**COMPLETE THE FOLLOWING**:
1. Answer these questions about the forum post on a business success checklist:
(a) Which two people produce the newsletter the poster subscribes to?
(b) What does "Limo" stand for?
(c) What does the checklist say about someone with 10 YES answers?
2. Carry on the forum post on a business success checklist from its last sentence.

**PASSAGE SHOWN**:
# General Business Category > Entrepreneurship and Business Management Forum >  Checklist For Business Success

## Vincent

I subscribe to a newsletter by Robert Heller and Edward de Bono called Management Intelligence, but of late it's become a bit boring. I'm now receiving letters that I got when I first joined. The last one I received was one of the first sent to me and I would like to share it with the forum, called, "Your Checklist For Business Success:"




> DO YOU...    *IMPROVE*      basic, measured efficiencies continuously? *THINK*      simply and directly about what you are doing and why? *BEHAVE*      towards others as you wish them to behave towards you? *EVALUATE*      each business and business opportunity with total, fact-based objectivity?       *CONCENTRATE*      on what you do well? *ASK*      questions ceaselessly about performance, markets and objectives?  *MAKE MONEY*-      knowing that, if you don't, you can't make anything else? *ECONOMISE*      always seeking Limo (Least Input for Most Output)? *FLATTEN*      the organisation to spread authority and responsibility? *ADMIT*      to your own failings and shortcomings and correct them? *SHARE*      the benefits of success with all those who helped to achieve it? *TIGHTEN*      up the organisation wherever and whenever you can because familiarity breeds      slackness? *ENABLE*      everybody to optimise their individual and group contribution? *SERVE*      your customers with all their requirements to standards of perceived excellence      in quality? *TRANSFORM*      performance by innovating creatively in products and processes including the      processes of management?If you've scored    15 out of 15, who are you kidding? There are always areas of weakness. At 10    YES answers, you're doing well, but with plenty to strive for. At 5 or less,    your standards will let you down and let down your colleagues. These questions    penetrate to the heart of successful management. They have passed, and will    pass, the test of time.

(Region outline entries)
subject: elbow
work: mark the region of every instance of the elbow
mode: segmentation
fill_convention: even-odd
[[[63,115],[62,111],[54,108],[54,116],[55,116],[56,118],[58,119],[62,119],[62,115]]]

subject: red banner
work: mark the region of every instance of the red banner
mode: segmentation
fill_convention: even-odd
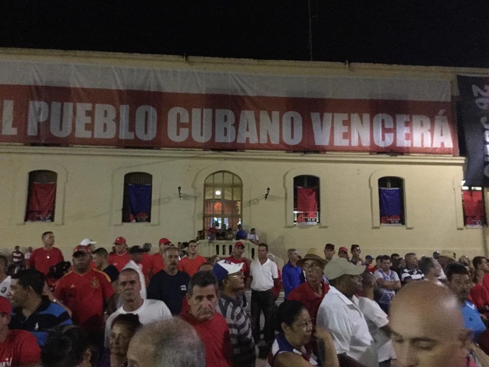
[[[468,227],[485,225],[485,208],[481,190],[464,190],[464,220]]]
[[[0,142],[457,154],[451,102],[0,85]]]
[[[27,220],[52,222],[56,196],[56,184],[33,182],[31,190]]]
[[[297,222],[315,222],[317,215],[316,188],[297,188]]]

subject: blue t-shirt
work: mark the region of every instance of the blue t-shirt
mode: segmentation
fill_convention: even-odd
[[[474,334],[472,340],[477,342],[480,334],[485,331],[485,326],[480,318],[480,315],[477,308],[473,303],[466,301],[461,307],[462,314],[464,316],[465,327],[470,329]]]
[[[302,269],[298,266],[294,267],[290,261],[282,268],[282,282],[284,285],[284,295],[286,299],[290,291],[302,283]]]
[[[179,271],[175,275],[170,275],[164,270],[160,270],[149,282],[148,299],[162,301],[172,315],[178,314],[189,280],[190,277],[186,273]]]

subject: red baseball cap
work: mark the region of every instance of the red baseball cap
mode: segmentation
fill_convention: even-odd
[[[12,305],[5,297],[0,297],[0,312],[12,313]]]
[[[88,246],[84,246],[83,245],[78,245],[77,246],[75,247],[73,249],[73,255],[74,256],[75,254],[77,253],[92,253],[90,252],[90,249],[88,248]]]
[[[118,237],[114,241],[114,245],[126,245],[126,239],[124,237]]]

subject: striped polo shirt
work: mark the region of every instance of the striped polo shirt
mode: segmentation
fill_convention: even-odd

**ANSWER LIST**:
1.
(a) Robert Heller and Edward de Bono
(b) Least Input for Most Output
(c) They're doing well, but with plenty to strive for.

2.
That's enough business for the year - now it's time for a "long cold one"

----------


## IanF

Vincent 
I feel no.3
and no.10
are the most important

----------


## Vincent

I believe they all have a place in ones business, and at times one check will be more important than the next. It also depends on where your business is in its business cycle.

----------


## Dave A

> It also depends on where your business is in its business cycle.


I was thinking something similar. There are subtle shifts in any business which means that what needs priority attention shifts too.

Also (and this may just be me), I find it difficult to focus on 10 things at the same time. So I'll pick a couple that are the main focus at any given time and just re-evaluate my priorities from time to time.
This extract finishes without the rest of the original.